• _Prompt_
Your answer is a copy of every line in the records where "covered" appears.

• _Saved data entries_
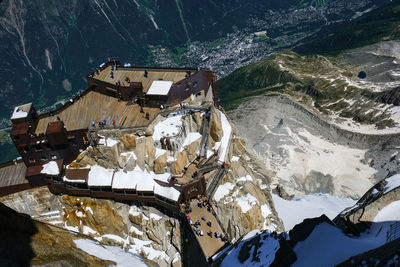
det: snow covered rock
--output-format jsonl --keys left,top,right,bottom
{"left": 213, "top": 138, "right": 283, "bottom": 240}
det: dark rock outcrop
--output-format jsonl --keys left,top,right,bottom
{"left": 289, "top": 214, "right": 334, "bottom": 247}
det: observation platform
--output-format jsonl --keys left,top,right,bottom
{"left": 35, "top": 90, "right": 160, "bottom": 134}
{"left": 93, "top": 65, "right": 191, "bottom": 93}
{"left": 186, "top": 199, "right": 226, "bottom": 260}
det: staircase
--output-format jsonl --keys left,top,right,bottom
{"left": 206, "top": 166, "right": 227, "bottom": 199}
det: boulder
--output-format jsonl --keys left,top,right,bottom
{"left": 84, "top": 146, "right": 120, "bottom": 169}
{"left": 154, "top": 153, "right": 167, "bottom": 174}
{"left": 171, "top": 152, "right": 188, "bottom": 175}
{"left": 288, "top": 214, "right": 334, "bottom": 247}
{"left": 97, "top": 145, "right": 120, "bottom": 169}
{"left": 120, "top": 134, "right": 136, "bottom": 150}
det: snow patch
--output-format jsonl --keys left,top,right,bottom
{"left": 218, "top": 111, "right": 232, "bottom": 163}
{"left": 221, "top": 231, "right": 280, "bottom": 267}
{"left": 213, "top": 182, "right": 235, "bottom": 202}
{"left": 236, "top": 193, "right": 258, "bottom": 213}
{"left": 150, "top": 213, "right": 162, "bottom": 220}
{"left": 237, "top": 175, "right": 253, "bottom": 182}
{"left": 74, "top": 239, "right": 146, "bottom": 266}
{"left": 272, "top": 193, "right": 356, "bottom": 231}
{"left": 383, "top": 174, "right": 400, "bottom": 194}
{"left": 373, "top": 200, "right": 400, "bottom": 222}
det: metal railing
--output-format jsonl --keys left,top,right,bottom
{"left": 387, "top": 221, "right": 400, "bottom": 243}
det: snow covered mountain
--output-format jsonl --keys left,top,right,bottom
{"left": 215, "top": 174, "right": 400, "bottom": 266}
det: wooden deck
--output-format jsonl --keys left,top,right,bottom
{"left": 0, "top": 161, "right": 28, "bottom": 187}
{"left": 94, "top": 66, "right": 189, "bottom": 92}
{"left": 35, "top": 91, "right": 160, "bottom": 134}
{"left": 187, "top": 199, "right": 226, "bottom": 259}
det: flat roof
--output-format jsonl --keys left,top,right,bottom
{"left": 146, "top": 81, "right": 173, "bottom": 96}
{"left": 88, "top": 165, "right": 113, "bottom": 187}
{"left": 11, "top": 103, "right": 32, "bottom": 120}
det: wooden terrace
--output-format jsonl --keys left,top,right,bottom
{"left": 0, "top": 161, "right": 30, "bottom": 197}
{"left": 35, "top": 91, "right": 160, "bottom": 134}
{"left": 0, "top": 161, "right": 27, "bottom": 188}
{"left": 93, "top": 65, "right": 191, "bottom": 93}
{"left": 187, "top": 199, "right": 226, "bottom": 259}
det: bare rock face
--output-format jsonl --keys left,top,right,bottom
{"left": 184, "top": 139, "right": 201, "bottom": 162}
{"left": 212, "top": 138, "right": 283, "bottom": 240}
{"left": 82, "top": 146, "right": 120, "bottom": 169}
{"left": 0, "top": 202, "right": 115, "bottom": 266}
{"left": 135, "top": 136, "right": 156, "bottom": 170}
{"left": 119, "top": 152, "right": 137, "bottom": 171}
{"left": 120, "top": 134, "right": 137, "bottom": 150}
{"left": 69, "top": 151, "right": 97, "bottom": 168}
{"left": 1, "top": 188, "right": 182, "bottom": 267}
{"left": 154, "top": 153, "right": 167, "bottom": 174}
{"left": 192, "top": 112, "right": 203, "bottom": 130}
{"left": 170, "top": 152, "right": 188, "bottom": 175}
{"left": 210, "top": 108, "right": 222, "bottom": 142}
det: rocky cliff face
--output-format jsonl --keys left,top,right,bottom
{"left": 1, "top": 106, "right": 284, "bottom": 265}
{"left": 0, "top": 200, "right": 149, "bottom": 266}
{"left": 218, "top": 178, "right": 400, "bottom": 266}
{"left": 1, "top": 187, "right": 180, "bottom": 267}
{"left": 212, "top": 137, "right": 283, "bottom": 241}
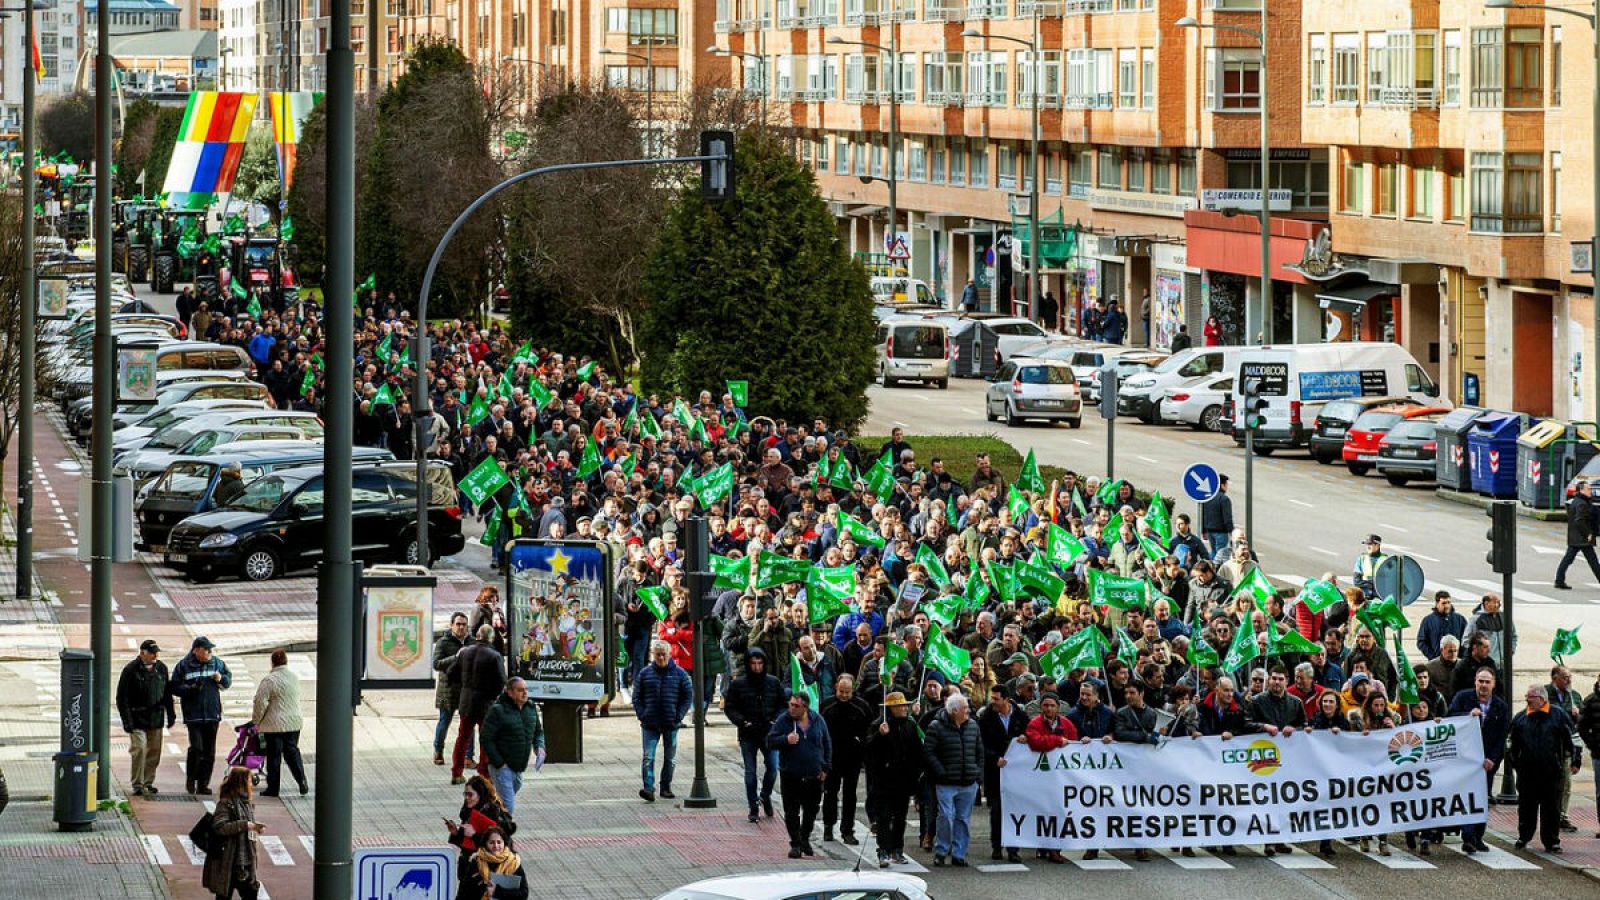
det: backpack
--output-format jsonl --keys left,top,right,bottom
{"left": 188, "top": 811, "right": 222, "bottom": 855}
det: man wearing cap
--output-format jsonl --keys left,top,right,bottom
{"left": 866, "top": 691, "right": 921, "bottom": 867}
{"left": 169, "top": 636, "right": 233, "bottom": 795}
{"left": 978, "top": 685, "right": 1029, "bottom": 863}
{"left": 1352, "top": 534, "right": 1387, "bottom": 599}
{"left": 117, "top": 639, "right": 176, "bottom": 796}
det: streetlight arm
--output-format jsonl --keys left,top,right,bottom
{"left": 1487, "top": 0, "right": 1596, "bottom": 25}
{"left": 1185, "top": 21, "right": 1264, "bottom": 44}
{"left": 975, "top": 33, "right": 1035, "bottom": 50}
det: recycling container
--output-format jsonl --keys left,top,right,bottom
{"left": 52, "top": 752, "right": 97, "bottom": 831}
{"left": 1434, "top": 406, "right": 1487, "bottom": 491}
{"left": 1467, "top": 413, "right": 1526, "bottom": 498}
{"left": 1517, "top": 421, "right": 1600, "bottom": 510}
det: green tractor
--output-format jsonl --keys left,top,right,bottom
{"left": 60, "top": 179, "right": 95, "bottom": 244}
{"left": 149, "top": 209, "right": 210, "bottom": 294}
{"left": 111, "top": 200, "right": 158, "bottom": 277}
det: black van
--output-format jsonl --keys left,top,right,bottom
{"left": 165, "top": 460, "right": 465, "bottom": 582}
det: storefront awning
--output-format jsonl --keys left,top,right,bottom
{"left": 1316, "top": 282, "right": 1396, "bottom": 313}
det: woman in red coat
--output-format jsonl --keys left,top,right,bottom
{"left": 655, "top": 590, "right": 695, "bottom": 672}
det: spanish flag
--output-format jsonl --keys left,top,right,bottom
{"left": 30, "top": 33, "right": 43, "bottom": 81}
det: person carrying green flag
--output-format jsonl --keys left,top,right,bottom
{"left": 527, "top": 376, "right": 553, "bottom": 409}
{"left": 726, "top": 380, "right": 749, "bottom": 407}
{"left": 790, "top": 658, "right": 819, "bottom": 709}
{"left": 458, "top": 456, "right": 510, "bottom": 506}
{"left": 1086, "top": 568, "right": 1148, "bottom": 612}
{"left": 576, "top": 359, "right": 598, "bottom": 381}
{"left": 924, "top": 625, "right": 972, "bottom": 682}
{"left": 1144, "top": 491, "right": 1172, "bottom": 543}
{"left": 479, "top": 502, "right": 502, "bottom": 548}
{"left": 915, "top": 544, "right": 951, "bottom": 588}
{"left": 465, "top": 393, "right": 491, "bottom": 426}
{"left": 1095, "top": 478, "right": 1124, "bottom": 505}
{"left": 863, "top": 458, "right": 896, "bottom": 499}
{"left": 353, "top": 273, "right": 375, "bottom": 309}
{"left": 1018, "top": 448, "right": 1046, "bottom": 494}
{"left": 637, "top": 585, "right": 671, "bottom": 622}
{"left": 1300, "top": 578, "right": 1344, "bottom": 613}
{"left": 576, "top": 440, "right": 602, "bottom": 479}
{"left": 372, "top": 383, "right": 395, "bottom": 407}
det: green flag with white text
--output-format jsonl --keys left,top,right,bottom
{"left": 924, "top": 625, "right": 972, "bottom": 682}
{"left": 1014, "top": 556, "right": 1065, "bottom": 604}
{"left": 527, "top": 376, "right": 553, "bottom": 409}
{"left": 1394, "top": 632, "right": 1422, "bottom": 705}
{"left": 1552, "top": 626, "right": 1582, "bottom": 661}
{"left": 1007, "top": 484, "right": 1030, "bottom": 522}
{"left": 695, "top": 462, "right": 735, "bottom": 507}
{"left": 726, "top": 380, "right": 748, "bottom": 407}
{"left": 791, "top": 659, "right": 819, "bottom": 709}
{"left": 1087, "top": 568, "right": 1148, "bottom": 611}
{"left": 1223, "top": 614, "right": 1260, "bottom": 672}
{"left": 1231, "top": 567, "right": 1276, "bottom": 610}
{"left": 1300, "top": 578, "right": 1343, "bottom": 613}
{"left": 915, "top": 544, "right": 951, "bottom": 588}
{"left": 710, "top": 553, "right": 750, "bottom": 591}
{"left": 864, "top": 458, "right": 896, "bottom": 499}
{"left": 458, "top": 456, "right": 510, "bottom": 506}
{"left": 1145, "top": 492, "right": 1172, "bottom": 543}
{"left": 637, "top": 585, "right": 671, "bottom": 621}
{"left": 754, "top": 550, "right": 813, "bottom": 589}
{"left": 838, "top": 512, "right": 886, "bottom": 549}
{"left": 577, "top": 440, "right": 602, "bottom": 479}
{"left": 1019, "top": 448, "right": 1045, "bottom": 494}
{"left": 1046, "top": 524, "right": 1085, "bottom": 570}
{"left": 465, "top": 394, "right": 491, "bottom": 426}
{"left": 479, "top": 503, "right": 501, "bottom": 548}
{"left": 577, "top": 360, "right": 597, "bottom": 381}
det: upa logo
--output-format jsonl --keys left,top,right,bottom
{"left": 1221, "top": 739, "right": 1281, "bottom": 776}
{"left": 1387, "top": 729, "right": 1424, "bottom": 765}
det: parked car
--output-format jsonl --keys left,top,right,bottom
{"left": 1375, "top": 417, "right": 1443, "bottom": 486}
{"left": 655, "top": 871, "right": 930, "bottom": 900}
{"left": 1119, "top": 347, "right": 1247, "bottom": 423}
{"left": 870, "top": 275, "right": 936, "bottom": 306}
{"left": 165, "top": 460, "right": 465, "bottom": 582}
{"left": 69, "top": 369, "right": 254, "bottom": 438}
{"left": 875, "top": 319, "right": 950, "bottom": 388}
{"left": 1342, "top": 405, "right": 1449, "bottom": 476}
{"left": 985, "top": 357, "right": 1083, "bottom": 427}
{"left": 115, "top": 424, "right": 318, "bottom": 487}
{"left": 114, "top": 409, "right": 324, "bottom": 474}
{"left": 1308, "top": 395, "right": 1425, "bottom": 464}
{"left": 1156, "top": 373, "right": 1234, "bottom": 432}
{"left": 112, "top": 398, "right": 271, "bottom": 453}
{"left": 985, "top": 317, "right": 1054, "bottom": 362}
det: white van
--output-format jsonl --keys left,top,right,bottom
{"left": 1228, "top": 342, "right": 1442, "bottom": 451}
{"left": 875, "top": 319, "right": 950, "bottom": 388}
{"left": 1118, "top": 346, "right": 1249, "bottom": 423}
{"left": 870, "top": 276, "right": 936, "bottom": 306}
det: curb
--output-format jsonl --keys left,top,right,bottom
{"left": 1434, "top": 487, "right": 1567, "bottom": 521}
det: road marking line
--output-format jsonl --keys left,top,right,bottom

• _Finished exercise_
det: snow covered rock
det: snow covered mountain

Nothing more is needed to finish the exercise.